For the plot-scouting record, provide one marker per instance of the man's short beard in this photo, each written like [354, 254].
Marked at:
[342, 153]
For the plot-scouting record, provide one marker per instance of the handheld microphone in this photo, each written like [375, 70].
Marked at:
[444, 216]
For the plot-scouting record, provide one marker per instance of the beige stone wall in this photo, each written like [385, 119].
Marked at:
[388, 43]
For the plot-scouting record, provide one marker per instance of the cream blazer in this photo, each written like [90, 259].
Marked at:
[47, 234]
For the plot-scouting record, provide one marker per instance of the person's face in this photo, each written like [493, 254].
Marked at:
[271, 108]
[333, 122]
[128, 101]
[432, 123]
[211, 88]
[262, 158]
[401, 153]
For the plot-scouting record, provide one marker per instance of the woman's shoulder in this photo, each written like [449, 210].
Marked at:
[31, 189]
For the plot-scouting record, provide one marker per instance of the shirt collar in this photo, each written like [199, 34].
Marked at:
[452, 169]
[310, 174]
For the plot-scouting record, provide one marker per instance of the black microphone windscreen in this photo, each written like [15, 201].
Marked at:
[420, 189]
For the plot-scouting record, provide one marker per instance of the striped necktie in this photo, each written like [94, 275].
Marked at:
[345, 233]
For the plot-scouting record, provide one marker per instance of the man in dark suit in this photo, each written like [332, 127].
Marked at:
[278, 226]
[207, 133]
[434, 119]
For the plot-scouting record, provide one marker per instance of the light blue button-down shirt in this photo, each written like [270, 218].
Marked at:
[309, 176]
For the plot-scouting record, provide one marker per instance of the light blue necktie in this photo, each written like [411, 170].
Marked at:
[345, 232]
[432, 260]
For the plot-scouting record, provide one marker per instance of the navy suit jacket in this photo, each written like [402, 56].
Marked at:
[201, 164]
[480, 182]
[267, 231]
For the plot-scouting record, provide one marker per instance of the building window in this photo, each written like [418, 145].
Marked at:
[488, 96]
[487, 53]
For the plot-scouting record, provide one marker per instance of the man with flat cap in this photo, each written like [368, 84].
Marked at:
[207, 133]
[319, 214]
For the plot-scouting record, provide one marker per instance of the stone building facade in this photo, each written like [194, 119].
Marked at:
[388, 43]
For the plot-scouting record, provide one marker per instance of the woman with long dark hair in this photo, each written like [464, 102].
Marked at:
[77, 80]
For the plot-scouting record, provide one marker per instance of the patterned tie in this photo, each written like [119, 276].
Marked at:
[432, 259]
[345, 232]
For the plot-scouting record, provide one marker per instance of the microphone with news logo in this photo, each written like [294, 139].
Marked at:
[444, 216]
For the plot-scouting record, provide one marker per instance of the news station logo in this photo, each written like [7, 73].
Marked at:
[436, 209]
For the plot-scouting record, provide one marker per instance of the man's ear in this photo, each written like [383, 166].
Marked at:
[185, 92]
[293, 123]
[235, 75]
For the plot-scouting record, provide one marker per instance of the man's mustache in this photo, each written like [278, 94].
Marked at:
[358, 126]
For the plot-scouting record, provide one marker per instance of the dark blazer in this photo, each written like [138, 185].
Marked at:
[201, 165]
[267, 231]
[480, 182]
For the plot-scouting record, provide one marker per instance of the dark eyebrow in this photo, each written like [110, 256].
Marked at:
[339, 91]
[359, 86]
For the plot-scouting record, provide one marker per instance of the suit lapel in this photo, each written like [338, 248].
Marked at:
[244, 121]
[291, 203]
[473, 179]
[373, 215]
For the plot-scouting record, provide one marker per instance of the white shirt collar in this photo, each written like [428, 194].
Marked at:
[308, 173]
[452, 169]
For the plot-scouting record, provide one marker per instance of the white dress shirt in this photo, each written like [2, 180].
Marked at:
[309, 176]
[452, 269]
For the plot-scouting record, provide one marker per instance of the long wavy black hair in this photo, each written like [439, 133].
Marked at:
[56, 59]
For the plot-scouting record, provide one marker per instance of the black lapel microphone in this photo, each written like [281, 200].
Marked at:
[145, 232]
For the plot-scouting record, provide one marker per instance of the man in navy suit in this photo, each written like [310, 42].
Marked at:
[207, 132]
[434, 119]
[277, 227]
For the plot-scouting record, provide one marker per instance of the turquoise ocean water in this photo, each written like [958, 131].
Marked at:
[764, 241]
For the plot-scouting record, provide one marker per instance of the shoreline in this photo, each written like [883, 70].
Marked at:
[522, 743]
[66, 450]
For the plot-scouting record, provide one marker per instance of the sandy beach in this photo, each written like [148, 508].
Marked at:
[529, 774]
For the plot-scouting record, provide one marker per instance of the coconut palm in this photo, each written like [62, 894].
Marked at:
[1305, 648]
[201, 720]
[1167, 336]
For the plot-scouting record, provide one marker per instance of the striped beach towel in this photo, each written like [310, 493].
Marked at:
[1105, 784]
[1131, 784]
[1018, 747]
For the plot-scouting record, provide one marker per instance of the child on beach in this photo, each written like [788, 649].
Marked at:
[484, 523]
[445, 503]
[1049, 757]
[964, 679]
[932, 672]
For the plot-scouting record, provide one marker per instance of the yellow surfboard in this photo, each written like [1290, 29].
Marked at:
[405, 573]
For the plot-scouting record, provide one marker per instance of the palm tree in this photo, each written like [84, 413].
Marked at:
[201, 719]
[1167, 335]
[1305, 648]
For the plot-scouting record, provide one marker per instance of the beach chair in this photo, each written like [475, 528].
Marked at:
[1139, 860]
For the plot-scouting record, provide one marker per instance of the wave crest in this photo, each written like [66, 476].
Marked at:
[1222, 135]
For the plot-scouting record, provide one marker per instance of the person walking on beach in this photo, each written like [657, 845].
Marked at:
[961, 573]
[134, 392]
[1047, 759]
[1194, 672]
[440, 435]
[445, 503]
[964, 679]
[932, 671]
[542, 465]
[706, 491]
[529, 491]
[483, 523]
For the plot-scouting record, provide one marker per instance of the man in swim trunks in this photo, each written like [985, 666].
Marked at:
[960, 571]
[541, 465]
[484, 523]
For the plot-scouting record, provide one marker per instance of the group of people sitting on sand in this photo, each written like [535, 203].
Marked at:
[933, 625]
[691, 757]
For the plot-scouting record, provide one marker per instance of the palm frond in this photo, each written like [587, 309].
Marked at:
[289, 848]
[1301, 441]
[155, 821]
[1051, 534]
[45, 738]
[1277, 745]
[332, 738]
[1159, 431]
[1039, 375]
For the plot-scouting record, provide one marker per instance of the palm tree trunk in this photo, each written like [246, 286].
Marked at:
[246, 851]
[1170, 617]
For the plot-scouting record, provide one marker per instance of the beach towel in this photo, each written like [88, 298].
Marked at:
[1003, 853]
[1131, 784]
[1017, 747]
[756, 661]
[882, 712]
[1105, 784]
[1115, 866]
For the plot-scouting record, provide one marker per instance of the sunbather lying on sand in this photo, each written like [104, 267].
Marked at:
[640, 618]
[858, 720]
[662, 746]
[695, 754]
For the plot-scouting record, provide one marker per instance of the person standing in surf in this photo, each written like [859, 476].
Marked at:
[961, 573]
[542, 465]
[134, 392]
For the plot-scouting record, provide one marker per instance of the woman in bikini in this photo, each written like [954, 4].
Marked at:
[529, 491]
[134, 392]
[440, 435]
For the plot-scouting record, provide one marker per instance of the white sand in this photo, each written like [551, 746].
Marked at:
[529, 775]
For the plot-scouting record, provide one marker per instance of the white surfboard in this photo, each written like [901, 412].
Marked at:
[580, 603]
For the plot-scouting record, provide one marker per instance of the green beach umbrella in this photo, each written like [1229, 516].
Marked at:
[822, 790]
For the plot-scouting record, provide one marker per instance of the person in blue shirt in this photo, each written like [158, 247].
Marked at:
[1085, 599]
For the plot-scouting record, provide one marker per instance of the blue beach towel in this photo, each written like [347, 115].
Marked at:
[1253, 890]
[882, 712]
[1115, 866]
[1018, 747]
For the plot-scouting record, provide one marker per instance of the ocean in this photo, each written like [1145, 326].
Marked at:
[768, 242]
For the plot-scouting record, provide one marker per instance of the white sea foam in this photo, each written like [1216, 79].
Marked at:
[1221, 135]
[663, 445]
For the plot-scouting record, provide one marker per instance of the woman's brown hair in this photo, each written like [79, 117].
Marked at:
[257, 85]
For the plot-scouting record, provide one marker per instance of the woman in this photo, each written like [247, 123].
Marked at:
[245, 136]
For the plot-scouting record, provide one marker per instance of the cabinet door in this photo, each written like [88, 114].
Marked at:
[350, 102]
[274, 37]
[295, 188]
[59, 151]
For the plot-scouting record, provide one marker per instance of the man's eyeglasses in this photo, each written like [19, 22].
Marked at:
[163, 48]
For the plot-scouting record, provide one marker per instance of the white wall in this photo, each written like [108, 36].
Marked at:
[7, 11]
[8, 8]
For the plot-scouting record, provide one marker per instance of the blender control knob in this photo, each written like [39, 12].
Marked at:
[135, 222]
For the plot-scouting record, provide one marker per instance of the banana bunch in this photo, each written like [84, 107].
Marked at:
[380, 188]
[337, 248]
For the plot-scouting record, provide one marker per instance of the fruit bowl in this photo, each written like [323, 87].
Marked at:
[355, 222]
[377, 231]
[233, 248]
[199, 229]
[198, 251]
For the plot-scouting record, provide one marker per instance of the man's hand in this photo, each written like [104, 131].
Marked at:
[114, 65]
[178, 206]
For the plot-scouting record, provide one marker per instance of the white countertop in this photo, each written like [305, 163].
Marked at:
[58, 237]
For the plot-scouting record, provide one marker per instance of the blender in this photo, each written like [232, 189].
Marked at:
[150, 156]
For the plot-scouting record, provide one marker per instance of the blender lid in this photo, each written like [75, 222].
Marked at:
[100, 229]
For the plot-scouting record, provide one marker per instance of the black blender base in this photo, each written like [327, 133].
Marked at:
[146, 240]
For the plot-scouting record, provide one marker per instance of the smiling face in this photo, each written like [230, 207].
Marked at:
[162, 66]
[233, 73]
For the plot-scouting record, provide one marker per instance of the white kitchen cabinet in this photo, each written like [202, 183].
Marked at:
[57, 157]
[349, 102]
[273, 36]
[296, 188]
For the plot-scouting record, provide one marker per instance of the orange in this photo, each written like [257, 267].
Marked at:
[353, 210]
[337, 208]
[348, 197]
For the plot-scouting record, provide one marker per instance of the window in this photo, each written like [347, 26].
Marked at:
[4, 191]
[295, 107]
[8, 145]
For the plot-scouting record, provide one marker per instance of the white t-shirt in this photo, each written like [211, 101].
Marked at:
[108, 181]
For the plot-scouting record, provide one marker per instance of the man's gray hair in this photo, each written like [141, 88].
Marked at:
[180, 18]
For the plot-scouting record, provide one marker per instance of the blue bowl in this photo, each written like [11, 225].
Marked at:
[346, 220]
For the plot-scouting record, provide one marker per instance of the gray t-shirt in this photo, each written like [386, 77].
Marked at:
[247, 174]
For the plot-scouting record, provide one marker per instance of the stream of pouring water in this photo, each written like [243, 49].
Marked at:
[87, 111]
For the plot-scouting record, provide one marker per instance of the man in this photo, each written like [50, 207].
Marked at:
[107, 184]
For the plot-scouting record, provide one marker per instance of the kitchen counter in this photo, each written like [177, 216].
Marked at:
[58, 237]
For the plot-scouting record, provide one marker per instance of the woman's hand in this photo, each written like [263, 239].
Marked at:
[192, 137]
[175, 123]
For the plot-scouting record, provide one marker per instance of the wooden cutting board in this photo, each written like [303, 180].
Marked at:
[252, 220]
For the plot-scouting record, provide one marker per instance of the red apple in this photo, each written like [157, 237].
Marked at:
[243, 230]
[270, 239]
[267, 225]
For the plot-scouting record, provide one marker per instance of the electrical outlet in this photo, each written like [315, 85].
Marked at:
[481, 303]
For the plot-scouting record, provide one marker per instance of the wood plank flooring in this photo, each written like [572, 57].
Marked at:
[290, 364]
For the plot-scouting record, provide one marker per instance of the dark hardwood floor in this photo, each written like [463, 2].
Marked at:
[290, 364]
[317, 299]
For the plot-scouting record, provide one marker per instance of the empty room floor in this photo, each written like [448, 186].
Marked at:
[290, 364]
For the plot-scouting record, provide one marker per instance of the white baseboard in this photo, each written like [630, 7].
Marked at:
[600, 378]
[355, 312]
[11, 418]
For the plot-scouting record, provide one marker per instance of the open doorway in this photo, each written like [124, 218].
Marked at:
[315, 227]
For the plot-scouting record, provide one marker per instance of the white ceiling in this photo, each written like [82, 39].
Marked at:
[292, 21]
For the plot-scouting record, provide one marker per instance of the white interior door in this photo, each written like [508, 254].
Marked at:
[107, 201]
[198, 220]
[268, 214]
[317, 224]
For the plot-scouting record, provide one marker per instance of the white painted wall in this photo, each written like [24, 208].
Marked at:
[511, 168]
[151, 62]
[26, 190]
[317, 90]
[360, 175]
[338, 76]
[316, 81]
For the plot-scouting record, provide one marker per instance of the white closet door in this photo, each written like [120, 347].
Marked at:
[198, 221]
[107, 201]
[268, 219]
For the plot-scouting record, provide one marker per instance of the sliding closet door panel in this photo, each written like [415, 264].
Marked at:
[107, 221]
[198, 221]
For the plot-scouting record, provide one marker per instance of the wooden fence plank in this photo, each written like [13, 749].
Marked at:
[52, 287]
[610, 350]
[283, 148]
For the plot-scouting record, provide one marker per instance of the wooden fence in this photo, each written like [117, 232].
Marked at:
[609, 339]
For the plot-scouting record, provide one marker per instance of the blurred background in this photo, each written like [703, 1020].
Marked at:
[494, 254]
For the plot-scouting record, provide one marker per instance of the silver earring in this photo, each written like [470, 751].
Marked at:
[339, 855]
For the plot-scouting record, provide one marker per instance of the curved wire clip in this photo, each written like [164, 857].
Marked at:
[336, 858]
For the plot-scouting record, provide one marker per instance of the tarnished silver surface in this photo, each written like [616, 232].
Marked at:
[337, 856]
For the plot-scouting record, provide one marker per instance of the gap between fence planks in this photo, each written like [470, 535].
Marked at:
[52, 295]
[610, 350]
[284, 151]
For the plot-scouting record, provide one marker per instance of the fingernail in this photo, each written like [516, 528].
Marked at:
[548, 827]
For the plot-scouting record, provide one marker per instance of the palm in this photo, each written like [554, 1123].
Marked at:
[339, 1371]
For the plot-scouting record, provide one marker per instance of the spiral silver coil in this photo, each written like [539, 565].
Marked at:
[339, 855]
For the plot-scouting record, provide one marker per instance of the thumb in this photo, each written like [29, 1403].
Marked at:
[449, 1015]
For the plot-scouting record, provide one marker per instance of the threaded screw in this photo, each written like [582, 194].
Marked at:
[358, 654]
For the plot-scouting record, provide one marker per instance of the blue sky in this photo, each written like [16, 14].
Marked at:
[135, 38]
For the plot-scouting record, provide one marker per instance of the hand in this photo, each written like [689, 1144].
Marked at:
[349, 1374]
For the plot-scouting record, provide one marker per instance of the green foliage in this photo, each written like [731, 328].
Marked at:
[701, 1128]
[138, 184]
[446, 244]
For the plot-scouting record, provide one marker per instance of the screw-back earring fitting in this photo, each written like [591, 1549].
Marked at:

Written exercise: Convert the lines above, starting with the line containing "like [84, 413]." and continuing through the line containing "[1139, 860]", into a JSON list of strings with one string per line and any blank lines omitted.

Response to the task:
[
  "For the plot-scouting record, provide one marker per instance of the palm tree in this photo, each written like [84, 413].",
  "Marked at:",
  "[201, 719]",
  "[1167, 335]",
  "[1305, 648]",
  "For the plot-scouting record, provide one marker per instance of the beach chair in this photo, each written like [475, 528].",
  "Marked at:",
  "[1139, 860]"
]